● **Consegna A**
Traduci in inglese la frase "In mezzo alla piazzola un mazzo di fiori, segno delicato e brutale della realtà." del brano sulla piazzola dell'elicottero.
● **Consegna B**
Stampa senza modifiche il tratto del brano sulla piazzola dell'elicottero iniziando da "La sera passo" e terminando con "non c’è comunque.".

● **Brano fornito**
┌──

Vado in piazzola. Non si parla molto. Sguardi gonfi, voci roche. Saluti borbottati. Monosillabi. Notizia ufficiale: tutti morti.
Dario e Marco. Uuuuuu, prendo fiato.
Fabrizio. Silenzio. Era vero, non era una voce. Trattengo il fiato.
Mi passano davanti agli occhi tutti i visi degli elitecnici che conosco:
Stefano. Uuuuuu. Lascio andare il fiato.
La piazzola non è vuota. C’è Leone. Penso che quell’equipaggio, quegli uomini e donne, che ho davanti agli occhi solo poco prima hanno fatto la missione, forse, più difficile della loro carriera. Il pilota? E il tecnico? Cos’avranno pensato nel vedere Falco lì in quel torrente mentre stavano arrivando? E la Zilio? Pensieri irrazionali si accavallano. E l’infermiere? Poi vedo Piller, la sua espressione mite e penso che la vita gliele mette giù davvero pesanti.
Leone decolla…no, non è lo stesso rumore.
Non è più quel suono che tanto mi piace ascoltare.

Torno a casa, che ci sto a fare qui? Vorrei andare a salutare quelli della centrale: Emma, Cecilia, Giovanna, il tecnico di centrale e gli altri ma non ho parole da dire, non ce ne sono.

La sera passo per di là, da lontano vedo la piazzola illuminata; il primo pensiero, quello solito: sta arrivando un elicottero. Sono abbastanza conscio da non pensare sia Falco. Penso a Leone. Poi mi dico che il volo notturno non c’è comunque.
La luce strobo accesa, la manica a vento e la piazzola illuminate: erano per Falco quando tirava tardi.
Lo stomaco si accartoccia come una foglia d’autunno.
In mezzo alla piazzola un mazzo di fiori, segno delicato e brutale della realtà.
La gola si chiude in uno spasmo.
Stanotte le luci sono accese, resteranno accese. Falco non tornerà.

└──

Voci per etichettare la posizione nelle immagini
┌──

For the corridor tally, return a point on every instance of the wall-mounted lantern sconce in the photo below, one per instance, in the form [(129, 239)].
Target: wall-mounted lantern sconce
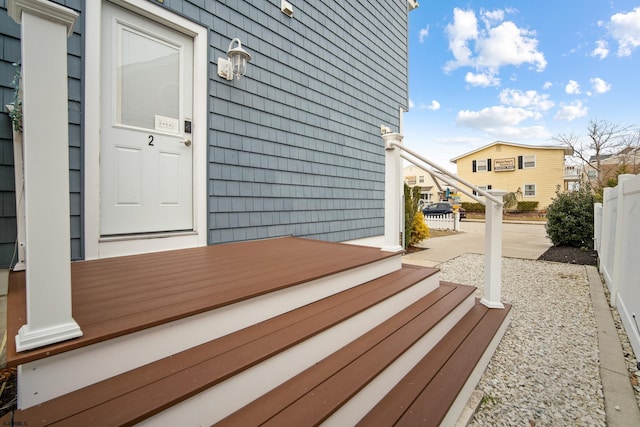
[(236, 63)]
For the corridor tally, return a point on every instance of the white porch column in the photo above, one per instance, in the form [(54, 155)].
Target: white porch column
[(45, 27), (617, 239), (493, 252), (392, 193)]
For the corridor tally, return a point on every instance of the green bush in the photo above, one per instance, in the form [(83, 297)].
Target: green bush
[(419, 230), (415, 227), (473, 207), (570, 219), (527, 206)]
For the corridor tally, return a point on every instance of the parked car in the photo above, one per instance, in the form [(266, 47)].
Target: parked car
[(442, 208)]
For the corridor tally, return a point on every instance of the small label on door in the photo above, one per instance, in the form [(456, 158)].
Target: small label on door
[(167, 124)]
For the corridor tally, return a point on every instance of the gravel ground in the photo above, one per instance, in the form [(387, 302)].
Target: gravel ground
[(545, 371)]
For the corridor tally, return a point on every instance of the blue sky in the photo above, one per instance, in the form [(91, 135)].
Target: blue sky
[(518, 70)]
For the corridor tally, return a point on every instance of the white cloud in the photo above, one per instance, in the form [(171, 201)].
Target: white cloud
[(601, 50), (423, 34), (498, 45), (492, 117), (526, 99), (463, 29), (507, 44), (503, 122), (599, 85), (572, 88), (434, 106), (625, 28), (482, 79), (492, 17), (568, 112)]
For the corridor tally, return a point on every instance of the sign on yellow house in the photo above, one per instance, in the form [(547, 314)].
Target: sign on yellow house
[(534, 171)]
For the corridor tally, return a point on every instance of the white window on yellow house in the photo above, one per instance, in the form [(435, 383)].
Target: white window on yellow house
[(529, 162), (529, 190)]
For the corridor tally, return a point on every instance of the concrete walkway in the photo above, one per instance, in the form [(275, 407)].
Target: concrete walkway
[(526, 240), (529, 241)]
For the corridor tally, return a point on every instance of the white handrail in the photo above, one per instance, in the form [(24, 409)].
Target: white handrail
[(441, 170), (394, 153), (438, 176)]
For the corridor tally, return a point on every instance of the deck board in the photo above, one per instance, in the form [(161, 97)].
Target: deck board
[(115, 296), (135, 395)]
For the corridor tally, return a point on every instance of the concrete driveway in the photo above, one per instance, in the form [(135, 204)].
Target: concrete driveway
[(526, 240)]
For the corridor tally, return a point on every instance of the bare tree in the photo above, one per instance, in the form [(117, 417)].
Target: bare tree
[(604, 139)]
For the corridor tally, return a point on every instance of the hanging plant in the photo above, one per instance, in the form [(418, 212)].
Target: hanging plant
[(16, 113)]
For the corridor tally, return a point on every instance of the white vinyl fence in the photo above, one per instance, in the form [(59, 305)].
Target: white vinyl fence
[(443, 222), (617, 234)]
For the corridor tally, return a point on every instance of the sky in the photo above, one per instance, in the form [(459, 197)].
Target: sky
[(519, 71)]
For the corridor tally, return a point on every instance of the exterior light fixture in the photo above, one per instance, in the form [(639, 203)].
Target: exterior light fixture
[(236, 63)]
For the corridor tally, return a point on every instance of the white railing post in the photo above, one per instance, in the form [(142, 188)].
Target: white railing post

└──

● **Risultato finale A**
In the middle of the helipad, a bunch of flowers, a delicate and brutal sign of reality.

● **Risultato finale B**
La sera passo per di là, da lontano vedo la piazzola illuminata; il primo pensiero, quello solito: sta arrivando un elicottero. Sono abbastanza conscio da non pensare sia Falco. Penso a Leone. Poi mi dico che il volo notturno non c’è comunque.